#### WRITTEN TASKS
1 – Reproduce word for word the stretch from "I attended the" through "activities with them." in the passage about Guides and Scouts.
2 – Carry on the passage about Guides and Scouts, starting right after its last sentence.

#### SELECTED EXCERPT
I attended the Brownies and the Guides. Our camps were jointly-held with a local Scout troop and I feared the Scouts even though they were at the other end of a large field from me. The single-sex nature of Guides at that time meant that, even though some of my fellow Guides were bullies, I could cope because they were physically matched to me and they didn't have penises to rape me with and leave me pregnant. There was no inherent, sexed power imbalance between me and the other Guides, because we were all bevulvaed females. When I aged out of Guides, I was expected to go on to Rangers. I refused, because our Rangers used a RaVen model of joint activities with Venture Scouts and I was afraid of the bepenised Ventures. I'll repeat that: I was so scared of the bepenised Ventures that I left Guiding sooner than do Ranger activities with them.

#### STORED RECORDS

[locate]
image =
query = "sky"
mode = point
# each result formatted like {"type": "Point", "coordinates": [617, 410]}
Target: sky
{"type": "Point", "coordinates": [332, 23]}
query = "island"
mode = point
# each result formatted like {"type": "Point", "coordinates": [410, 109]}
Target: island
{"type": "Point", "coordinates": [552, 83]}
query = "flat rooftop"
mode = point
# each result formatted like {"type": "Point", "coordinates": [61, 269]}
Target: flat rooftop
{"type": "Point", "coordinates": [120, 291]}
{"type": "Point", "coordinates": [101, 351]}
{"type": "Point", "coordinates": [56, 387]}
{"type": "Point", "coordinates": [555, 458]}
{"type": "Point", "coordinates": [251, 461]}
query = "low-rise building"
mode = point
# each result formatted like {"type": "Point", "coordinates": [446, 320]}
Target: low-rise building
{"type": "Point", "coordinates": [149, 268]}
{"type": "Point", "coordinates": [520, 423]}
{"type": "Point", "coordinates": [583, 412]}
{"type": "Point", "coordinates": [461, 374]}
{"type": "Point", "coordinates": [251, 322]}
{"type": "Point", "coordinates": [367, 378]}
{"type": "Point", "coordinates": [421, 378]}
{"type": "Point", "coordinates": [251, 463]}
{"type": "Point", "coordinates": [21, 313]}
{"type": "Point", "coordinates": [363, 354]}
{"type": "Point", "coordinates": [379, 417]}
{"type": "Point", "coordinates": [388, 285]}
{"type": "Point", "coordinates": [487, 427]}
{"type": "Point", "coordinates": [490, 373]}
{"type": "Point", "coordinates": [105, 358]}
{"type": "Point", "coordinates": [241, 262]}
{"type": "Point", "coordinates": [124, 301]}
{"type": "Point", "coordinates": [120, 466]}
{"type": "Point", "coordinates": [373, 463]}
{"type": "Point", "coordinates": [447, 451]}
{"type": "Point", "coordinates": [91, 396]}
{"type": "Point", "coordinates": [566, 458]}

#### OUTPUTS BY TASK
1 –
I attended the Brownies and the Guides. Our camps were jointly-held with a local Scout troop and I feared the Scouts even though they were at the other end of a large field from me. The single-sex nature of Guides at that time meant that, even though some of my fellow Guides were bullies, I could cope because they were physically matched to me and they didn't have penises to rape me with and leave me pregnant. There was no inherent, sexed power imbalance between me and the other Guides, because we were all bevulvaed females. When I aged out of Guides, I was expected to go on to Rangers. I refused, because our Rangers used a RaVen model of joint activities with Venture Scouts and I was afraid of the bepenised Ventures. I'll repeat that: I was so scared of the bepenised Ventures that I left Guiding sooner than do Ranger activities with them.

2 –
I consider it no coincidence that my first suicide attempt was within weeks of leaving Guides. Having to face a choice of close proximity to bepenised people or stopping the adventurous activities I enjoyed, brought the trauma of my sexual assault up to the surface from where it had lain buried as it wasn't relevant in a single-sex school nor in single-sex Guides.
Had my Brownies allowed bepenised members, I would have left. Had my Guides allowed bepenised members, I would have left. I would have been denied the preparedness and practical skills that I learned at Guides.
Why does a girl, traumatised by a sexual assault that she doesn't even dare to disclose to her parents until her twenties, matter less than a bepenised trans child?